* [WHAT THE EXERCISE ASKS] Return the lines below word for word, from the line containing "Tag every instance of the green" through the line containing "pixel 529 352", both included, and nothing else.

* [AVAILABLE RECORDS]
┄┄┄┄┄┄┄┄┄┄
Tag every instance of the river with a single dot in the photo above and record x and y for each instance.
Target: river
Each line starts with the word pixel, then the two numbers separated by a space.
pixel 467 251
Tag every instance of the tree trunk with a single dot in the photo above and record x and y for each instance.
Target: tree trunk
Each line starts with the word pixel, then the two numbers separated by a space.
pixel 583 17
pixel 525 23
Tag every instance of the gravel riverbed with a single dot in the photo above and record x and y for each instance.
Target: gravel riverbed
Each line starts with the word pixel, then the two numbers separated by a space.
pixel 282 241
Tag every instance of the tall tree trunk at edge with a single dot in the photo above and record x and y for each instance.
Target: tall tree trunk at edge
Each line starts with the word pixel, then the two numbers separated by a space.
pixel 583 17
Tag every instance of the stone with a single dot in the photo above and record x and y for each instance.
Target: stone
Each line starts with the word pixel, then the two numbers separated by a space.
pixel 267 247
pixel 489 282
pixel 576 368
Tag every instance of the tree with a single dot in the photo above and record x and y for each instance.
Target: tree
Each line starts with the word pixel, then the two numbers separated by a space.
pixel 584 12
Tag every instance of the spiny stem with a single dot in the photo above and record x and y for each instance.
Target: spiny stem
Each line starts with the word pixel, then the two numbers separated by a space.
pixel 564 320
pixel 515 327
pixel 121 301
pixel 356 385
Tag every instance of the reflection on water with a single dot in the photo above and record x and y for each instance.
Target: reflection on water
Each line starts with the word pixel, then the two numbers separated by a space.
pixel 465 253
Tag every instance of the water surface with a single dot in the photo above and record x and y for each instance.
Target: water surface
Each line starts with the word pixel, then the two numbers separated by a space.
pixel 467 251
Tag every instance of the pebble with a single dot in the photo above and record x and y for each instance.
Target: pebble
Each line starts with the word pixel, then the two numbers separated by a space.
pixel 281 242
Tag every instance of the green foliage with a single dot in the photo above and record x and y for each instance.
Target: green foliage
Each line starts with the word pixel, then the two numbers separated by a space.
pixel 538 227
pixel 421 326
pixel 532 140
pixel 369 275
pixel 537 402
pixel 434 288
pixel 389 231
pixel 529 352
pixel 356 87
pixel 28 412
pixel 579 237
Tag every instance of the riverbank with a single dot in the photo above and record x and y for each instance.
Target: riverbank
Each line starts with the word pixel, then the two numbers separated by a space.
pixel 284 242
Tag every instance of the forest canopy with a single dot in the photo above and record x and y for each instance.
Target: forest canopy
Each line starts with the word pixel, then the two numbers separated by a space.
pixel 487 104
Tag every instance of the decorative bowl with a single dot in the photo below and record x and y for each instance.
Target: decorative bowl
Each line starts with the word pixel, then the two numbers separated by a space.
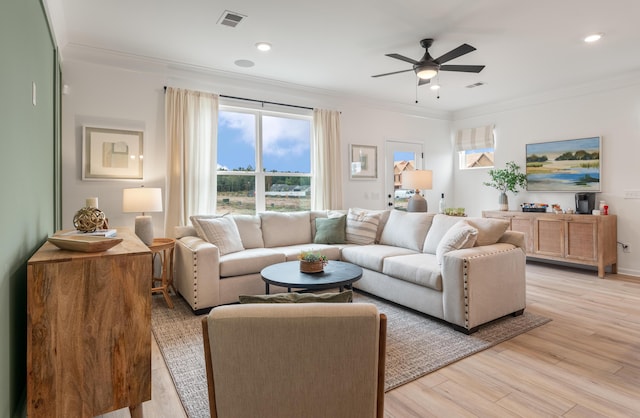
┄┄┄┄┄┄┄┄┄┄
* [ANSWER TO THE PROBLEM]
Tag every instance of the green foliage with a single dot in the photo above and record x and y for each instance.
Target: green foliage
Each line starts with the word pixel, then the two numbers separated by a space.
pixel 538 227
pixel 421 326
pixel 532 140
pixel 369 275
pixel 537 402
pixel 434 288
pixel 389 231
pixel 529 352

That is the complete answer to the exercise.